Texto de estudio.
/---
Cualquier día de estos, siguiendo el ejemplo de Diógenes de Sinope, algún buen hombre
entrará en el Congreso y alumbrado por una lámpara a plena luz del día irá
buscando políticos. Al verle pasar levantará sonrisas y burlas. ¿Cómo es que
necesita una lámpara para buscar diputados en el congreso a mediodía? Y nuestro
amigo dirá que la luz del sol no es suficiente para poder encontrar al menos un
político honesto entre tanta corrupción.
La escuela
cínica de la Antigua Grecia apareció en el siglo IV a.c. bajo las
enseñanzas de Antístenes, un
discípulo de Sócrates. Estos cínicos señalaban que la felicidad del
ser humano radicaba en los propios valores que como ser conlleva, rechazando
las condiciones materiales que la civilización proponía. Una introspección
espiritual le llevaría a su estado ideal. Para defenderse de las burlas los
cínicos acusaban la corrupción y degradación social, especialmente de las
instituciones y de sus responsables, mediante la ironía.
\---
Lista de tareas.
- a) Duplica, por favor, la parte del texto de estudio que comienza con las palabras que contienen "Cualquier día de" y termina con "entre tanta corrupción.".
- b) Contesta estas preguntas con datos del texto de estudio, una respuesta por línea:
(i) ¿Qué lleva el buen hombre mientras busca políticos en el Congreso?
(ii) ¿En qué siglo apareció la escuela cínica?
(iii) ¿De quién fue discípulo Antístenes?
- c) Enumera todas las personas que el texto de estudio menciona por su nombre.
Las líneas siguientes son material aparte y no guardan relación con el texto de estudio.

Material mostrado.
/---
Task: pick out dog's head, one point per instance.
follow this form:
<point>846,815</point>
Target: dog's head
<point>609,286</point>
\---
/---
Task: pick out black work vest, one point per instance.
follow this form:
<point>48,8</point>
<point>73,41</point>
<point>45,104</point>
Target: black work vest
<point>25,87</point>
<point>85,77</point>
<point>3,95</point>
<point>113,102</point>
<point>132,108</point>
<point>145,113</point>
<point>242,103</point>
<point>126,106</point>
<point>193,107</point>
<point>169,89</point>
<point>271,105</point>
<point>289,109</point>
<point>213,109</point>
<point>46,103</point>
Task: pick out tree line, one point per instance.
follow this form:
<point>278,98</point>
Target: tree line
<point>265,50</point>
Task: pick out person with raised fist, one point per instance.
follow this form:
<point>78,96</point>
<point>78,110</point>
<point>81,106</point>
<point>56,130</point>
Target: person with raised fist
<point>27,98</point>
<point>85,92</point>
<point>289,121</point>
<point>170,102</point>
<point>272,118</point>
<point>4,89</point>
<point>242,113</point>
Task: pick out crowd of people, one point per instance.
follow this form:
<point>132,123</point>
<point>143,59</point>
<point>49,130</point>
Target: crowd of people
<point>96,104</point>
\---
/---
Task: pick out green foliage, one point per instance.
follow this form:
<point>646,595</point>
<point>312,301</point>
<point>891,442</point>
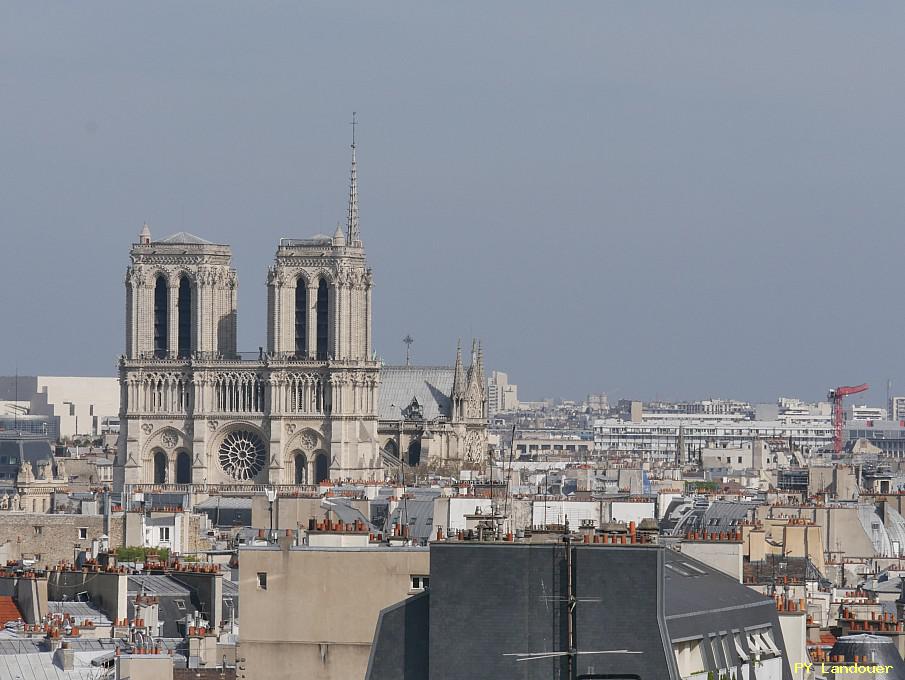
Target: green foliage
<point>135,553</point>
\---
Soluciones.
- a)
Cualquier día de estos, siguiendo el ejemplo de Diógenes de Sinope, algún buen hombre
entrará en el Congreso y alumbrado por una lámpara a plena luz del día irá
buscando políticos. Al verle pasar levantará sonrisas y burlas. ¿Cómo es que
necesita una lámpara para buscar diputados en el congreso a mediodía? Y nuestro
amigo dirá que la luz del sol no es suficiente para poder encontrar al menos un
político honesto entre tanta corrupción.

- b)
(i) Una lámpara.
(ii) En el siglo IV a. C.
(iii) De Sócrates.

- c) Diógenes de Sinope, Antístenes, Sócrates